══ Selected extract

Families reach out to me regularly about what to do with an artist’s work after they’ve passed. It’s a conversation most artists avoid having, which leaves loved ones guessing about what matters and what doesn’t.
Alissa Quart didn’t have that luxury. When her 90-year-old mother Barbara Quart received a terminal diagnosis in March 2025, they had to act quickly.
Barbara had spent 30 years painting almost daily, creating works influenced by Richard Diebenkorn, Alice Neel, and Claude Monet. She’d never been part of the gallery system or an MFA program. She just followed her vision.
Alissa’s solution for rehoming 400 paintings was practical and radical. She started giving paintings away and selling them at accessible prices to people in her building, her mother’s neighbors in the Berkshires, even the person who cleaned out the house.
The goal was simple: place the art with people who would cherish it, in places where Alissa could still see her mother’s work.
Then she wrote about it in the New York Times and everything changed. Within days, she received over 300 requests to buy paintings. Art professors and professional painters reached out to say Barbara’s work was genuinely good.

════

Exercise instructions »
1/ From the passage about Barbara Quart's paintings, write out the words between "Barbara had spent" and "was genuinely good.", inclusive.
2/ Answer these from the passage about Barbara Quart's paintings:
(a) How old was Barbara Quart when she received her terminal diagnosis?
(b) How many paintings did Alissa set out to rehome?
(c) How many requests to buy paintings arrived within days of the New York Times piece?
3/ Carry on the passage about Barbara Quart's paintings from its final sentence.

══ Dataset records

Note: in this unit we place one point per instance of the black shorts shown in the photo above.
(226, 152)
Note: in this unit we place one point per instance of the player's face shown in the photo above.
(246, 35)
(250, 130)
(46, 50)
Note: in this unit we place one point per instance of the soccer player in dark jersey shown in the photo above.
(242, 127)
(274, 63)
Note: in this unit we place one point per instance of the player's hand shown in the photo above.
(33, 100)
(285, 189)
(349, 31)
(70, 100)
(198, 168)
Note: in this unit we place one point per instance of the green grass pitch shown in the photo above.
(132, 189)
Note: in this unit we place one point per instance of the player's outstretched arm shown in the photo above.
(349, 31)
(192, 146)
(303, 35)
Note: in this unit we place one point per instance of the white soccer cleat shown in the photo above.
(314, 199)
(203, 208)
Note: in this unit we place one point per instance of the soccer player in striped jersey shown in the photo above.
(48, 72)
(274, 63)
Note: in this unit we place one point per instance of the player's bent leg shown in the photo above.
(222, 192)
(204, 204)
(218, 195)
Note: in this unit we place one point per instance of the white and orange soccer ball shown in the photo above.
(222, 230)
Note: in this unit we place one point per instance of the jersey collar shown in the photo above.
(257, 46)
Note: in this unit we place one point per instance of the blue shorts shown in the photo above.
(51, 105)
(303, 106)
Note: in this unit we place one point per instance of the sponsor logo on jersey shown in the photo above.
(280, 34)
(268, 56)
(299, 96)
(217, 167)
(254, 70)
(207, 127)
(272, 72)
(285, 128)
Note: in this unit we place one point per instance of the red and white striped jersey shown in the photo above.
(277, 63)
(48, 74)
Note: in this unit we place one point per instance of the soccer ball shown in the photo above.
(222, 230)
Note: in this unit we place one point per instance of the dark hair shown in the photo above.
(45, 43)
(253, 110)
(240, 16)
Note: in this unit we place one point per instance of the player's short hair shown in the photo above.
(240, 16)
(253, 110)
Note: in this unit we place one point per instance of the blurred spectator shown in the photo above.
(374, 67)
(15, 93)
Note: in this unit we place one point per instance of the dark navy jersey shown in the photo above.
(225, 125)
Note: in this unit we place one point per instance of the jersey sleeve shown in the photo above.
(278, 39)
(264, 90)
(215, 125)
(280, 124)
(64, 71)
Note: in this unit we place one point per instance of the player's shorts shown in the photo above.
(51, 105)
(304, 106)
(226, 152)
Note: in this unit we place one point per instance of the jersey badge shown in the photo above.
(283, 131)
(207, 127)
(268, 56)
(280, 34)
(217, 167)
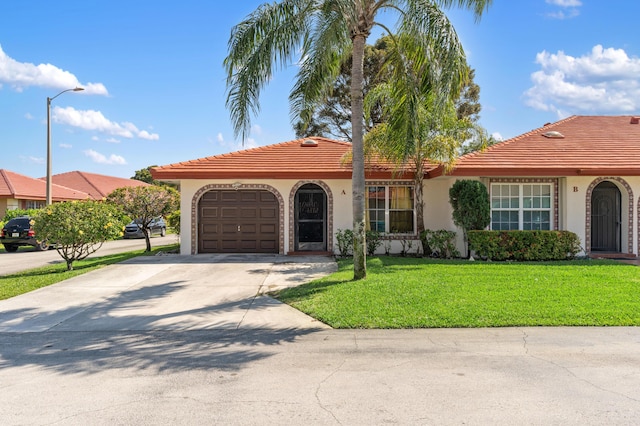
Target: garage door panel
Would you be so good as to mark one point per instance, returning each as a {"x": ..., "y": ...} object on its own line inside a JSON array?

════

Results for the exercise »
1/
Barbara had spent 30 years painting almost daily, creating works influenced by Richard Diebenkorn, Alice Neel, and Claude Monet. She’d never been part of the gallery system or an MFA program. She just followed her vision.
Alissa’s solution for rehoming 400 paintings was practical and radical. She started giving paintings away and selling them at accessible prices to people in her building, her mother’s neighbors in the Berkshires, even the person who cleaned out the house.
The goal was simple: place the art with people who would cherish it, in places where Alissa could still see her mother’s work.
Then she wrote about it in the New York Times and everything changed. Within days, she received over 300 requests to buy paintings. Art professors and professional painters reached out to say Barbara’s work was genuinely good.

2/
(a) 90
(b) 400
(c) Over 300

3/
At 90, Barbara finally got validation for all of her hard work.
But our conversation goes beyond one family’s story. We dig into what artists actually need to thrive. Barbara could paint for three decades because she had rent-controlled housing, an affordable studio nearby, and a community of artists who shaped her thinking. Those circumstances are nearly impossible to replicate today.
This conversation will shift how you think about legacy, community, and what it takes to sustain a creative practice over time.
Listen
Update from Alissa
With the crucial help of librarian Kira Smith, I have created a catalogue of her paintings, so that people who are interested in acquiring one can now do so. I am excited about this moment.
We have decided to charge from $500 to $1,200 for different pieces. (If you are economically struggling and can explain your situation to me, we can talk about pricing further.) One of my goals is to find appreciative homes.
The list has clickable links so that you can view each painting—just click on the link for “Image.” Once you have decided on a painting, please email me and we’ll send you the billing and estimated shipping info (it’s an easy process).
Have one honest conversation about your art with someone who might inherit it or help place it after you are no longer able to do so.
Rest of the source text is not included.